Dataset records:
■ ■ ■ ■

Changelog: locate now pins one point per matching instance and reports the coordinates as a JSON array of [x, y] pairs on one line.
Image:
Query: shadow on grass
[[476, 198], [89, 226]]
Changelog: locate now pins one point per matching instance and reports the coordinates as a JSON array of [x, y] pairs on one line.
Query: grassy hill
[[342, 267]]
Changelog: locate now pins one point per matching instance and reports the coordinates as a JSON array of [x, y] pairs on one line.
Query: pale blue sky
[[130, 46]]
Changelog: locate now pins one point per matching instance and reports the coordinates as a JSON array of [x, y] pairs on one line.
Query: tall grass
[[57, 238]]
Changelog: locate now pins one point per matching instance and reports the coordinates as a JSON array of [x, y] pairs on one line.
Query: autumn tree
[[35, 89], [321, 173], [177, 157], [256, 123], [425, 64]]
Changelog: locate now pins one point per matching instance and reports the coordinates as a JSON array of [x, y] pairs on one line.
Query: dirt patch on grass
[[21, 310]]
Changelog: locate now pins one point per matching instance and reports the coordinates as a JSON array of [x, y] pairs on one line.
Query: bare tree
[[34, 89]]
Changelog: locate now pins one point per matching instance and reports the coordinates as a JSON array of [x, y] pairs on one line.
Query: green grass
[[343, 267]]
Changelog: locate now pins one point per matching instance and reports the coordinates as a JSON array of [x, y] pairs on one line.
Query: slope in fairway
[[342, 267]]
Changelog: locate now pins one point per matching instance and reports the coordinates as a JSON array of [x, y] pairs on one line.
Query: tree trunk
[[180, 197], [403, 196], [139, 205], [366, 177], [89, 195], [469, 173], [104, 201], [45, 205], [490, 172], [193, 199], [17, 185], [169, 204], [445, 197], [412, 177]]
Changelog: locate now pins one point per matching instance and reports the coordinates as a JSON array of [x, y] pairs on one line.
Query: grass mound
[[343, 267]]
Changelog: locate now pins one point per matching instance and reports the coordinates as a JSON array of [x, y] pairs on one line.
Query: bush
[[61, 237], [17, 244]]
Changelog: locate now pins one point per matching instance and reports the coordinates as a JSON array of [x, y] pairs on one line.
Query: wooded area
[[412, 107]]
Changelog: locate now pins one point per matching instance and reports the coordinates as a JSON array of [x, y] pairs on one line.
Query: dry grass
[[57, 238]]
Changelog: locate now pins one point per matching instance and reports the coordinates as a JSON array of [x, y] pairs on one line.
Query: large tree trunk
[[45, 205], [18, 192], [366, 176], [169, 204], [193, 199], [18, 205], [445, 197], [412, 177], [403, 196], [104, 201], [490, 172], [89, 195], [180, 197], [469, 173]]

■ ■ ■ ■

**AIM OF THE EXERCISE**
Start at the beginning of the material and stop after the line containing "[[476, 198], [89, 226]]". Give those lines again, switching "shadow" to "shade" and leaving everything else unchanged.

**RESPONSE TO THIS TASK**
Changelog: locate now pins one point per matching instance and reports the coordinates as a JSON array of [x, y] pairs on one line.
Image:
Query: shade on grass
[[476, 198], [89, 226]]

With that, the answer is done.